++++ DATA SUPPLIED

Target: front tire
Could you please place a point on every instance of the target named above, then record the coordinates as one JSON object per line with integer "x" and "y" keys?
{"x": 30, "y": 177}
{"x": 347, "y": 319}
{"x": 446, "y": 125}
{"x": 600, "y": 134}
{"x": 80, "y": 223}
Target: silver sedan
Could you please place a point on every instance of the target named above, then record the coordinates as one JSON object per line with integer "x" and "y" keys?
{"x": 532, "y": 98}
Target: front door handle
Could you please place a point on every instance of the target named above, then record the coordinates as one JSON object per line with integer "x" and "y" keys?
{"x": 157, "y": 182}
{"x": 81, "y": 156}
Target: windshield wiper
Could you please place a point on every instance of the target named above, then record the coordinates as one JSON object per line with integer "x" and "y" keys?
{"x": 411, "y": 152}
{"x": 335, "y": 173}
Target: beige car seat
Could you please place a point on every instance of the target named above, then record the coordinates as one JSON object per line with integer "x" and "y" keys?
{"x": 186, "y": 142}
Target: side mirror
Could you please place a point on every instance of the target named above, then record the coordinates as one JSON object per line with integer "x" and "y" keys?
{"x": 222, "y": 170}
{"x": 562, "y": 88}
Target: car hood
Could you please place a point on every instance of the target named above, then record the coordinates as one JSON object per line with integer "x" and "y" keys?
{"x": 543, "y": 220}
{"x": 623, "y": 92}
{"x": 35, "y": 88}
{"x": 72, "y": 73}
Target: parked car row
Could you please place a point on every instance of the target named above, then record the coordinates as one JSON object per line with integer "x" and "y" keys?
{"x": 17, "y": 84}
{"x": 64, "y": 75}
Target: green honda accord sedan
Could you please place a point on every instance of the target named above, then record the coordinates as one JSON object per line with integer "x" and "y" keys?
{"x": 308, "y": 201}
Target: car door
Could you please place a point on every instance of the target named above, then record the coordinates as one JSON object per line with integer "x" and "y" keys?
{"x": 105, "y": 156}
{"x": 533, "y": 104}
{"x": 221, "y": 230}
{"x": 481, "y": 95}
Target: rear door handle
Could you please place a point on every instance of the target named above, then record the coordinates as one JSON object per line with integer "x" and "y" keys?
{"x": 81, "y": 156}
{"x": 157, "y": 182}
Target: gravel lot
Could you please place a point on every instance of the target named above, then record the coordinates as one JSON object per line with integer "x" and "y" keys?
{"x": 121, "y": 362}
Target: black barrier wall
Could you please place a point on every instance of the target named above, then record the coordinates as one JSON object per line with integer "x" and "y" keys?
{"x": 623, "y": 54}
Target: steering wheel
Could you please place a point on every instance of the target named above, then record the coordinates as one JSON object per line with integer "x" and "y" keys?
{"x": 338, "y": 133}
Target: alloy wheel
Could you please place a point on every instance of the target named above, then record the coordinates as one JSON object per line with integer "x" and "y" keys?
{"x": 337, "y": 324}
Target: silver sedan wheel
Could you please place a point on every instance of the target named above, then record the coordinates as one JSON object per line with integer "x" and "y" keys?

++++++++

INSTRUCTIONS FOR THE TASK >> Restate the whole set of entries exactly.

ANSWER TO THIS PROBLEM >>
Target: front tire
Could you please place a point on every instance of the target named above, then record the coordinates as one JSON object per line with integer "x" and "y" keys?
{"x": 30, "y": 177}
{"x": 347, "y": 319}
{"x": 446, "y": 125}
{"x": 600, "y": 134}
{"x": 80, "y": 223}
Target: silver sedan
Could you please place a point on every instance of the target named above, then record the coordinates as one JSON object per line with integer "x" and "y" keys?
{"x": 532, "y": 98}
Target: front door handle
Could you please place a point on every instance of the target named above, then record the coordinates as one JSON object per line with integer "x" and "y" keys?
{"x": 157, "y": 182}
{"x": 81, "y": 156}
Target: windshield wiper
Could you please place a point on every instance of the target named above, then record the coordinates as one JSON object per line with integer "x" and "y" keys?
{"x": 411, "y": 152}
{"x": 335, "y": 173}
Target: beige car seat
Could you please place a point on every instance of the target named above, then record the coordinates as one JSON object per line with integer "x" and "y" keys?
{"x": 186, "y": 142}
Target: side mirror
Could you please place a point on every instance of the target named above, then record the coordinates as one JSON object per line with integer "x" and "y" keys?
{"x": 222, "y": 170}
{"x": 562, "y": 88}
Target: car hood
Could you please place a point on every instance of the target named above, then record the coordinates as one JSON object per line with integer "x" and "y" keys?
{"x": 543, "y": 220}
{"x": 623, "y": 92}
{"x": 35, "y": 88}
{"x": 72, "y": 73}
Target: parked car row
Could you please place a point on every instance of the target named above, then record the coordinates as one JSON object per line with integer "x" and "y" keys?
{"x": 17, "y": 84}
{"x": 64, "y": 75}
Target: green honda accord sedan
Could you please place a point on every instance of the target named above, then record the coordinates as one JSON object per line with integer "x" and "y" keys?
{"x": 308, "y": 201}
Target: car door
Could you please place a point on every instance of the target named above, then record the coordinates as one JSON object per line with integer "x" and "y" keys?
{"x": 105, "y": 156}
{"x": 533, "y": 104}
{"x": 221, "y": 230}
{"x": 481, "y": 95}
Target: rear door handle
Could you please place a point on every instance of the target named above, then record the coordinates as one JSON object per line with integer "x" and "y" keys?
{"x": 81, "y": 156}
{"x": 157, "y": 182}
Target: gravel lot
Could you please place a point on every instance of the target named above, then record the coordinates as one JSON object per line with integer "x" and "y" keys?
{"x": 121, "y": 362}
Target: black barrier wall
Could you please place a point on every instance of the target named above, then record the coordinates as one JSON object per line with integer "x" and "y" keys?
{"x": 623, "y": 54}
Target: steering wheel
Could you please place a point on every instance of the target named above, then record the coordinates as one JSON object per line with integer "x" and "y" keys?
{"x": 338, "y": 133}
Target: alloy wheel
Could you please place a point on every instance of the target named above, then record the coordinates as one JSON object per line with integer "x" and "y" keys?
{"x": 337, "y": 324}
Target: silver sedan wheel
Could you please place a point on every instance of the target named above, then record the coordinates as one JSON object per line with integer "x" and "y" keys?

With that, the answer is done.